Please repeat all of the listing exactly.

(Position annotation records)
═══

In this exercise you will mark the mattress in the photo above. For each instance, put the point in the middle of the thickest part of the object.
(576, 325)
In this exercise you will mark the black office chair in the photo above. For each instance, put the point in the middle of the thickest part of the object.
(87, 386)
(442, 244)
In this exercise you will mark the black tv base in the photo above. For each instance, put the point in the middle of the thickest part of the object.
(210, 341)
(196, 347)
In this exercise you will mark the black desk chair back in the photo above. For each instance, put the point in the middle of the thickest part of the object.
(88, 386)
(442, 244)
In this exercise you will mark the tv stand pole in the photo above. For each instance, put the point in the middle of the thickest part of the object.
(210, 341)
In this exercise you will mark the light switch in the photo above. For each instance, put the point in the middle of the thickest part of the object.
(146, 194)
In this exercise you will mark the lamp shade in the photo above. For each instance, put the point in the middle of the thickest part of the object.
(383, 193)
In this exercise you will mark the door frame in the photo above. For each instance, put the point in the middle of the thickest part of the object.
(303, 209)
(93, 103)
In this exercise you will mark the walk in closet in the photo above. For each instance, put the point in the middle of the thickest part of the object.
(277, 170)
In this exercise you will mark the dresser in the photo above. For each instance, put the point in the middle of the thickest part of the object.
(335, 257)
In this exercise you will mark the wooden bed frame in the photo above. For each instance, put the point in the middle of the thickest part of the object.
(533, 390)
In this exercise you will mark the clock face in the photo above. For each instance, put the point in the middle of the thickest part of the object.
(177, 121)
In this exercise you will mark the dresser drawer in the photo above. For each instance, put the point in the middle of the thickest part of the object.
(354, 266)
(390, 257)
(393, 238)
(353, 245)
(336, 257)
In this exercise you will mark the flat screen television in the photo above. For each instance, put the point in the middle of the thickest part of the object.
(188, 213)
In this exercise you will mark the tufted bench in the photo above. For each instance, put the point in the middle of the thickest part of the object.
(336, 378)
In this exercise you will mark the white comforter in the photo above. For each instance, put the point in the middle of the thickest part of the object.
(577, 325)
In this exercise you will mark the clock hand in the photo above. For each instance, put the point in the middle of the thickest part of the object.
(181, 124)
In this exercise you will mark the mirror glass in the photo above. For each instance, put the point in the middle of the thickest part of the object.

═══

→ **Worked solution**:
In this exercise you will mark the mattress in the photo above. For each instance, put the point in the middle of the thickest part of the object.
(576, 325)
In this exercise you will mark the black office chair in the photo above. For each instance, put the point in the middle of the thickest part of the object.
(87, 386)
(442, 244)
In this exercise you will mark the black tv base in the photo above. For each instance, put the point in the middle of the thickest part of the object.
(210, 341)
(196, 347)
In this exercise you will mark the black desk chair back in the photo above. For each instance, put the point in the middle of the thickest part of the object.
(88, 386)
(442, 244)
In this exercise you will mark the tv stand pole in the photo above. For each instance, put the point in the middle of the thickest part of the object.
(210, 341)
In this exercise you will mark the light switch in the photo above. For each instance, put the point in the middle of the thickest part of the object.
(146, 194)
In this exercise you will mark the lamp shade in the photo above. For each instance, put the point in the middle of the thickest part of the object.
(383, 193)
In this exercise you will mark the door frame in the photo above. For each instance, put the point in the middle of the thickest part of the object.
(303, 209)
(93, 103)
In this exercise you will mark the walk in closet in the photo above. For each instance, put the point in the middle of the thickest part of the object.
(277, 170)
In this exercise you will mark the dresser in the photo above. For each instance, put the point in the middle of the thickest part of the object.
(335, 257)
In this exercise you will mark the wooden bed frame in the photo above. For each instance, put the point in the middle of the thickest part of the object.
(533, 390)
In this exercise you will mark the clock face in the photo above. For each instance, put the point in the middle of the thickest part of the object.
(177, 121)
In this exercise you will mark the dresser drawer in the photo above. For each instance, put the point in the middle of the thickest part of the object.
(354, 266)
(390, 257)
(393, 238)
(353, 245)
(336, 257)
In this exercise you will mark the flat screen television in the photo above. For each instance, put the point in the middle of the thickest part of the object.
(188, 213)
In this exercise you will mark the tufted bench in the photo above. For each instance, put the point in the middle of the thickest part of the object.
(336, 378)
In this exercise you will mark the white comforter in the photo above. For each instance, put the point in the middle of the thickest part of the object.
(577, 325)
In this exercise you will mark the clock hand in the photo above. For each instance, put the point in the middle of the thickest part of the object.
(181, 124)
In this exercise you will mark the mirror glass in the photo above. For each instance, put the point in the middle of the thickest part of the object.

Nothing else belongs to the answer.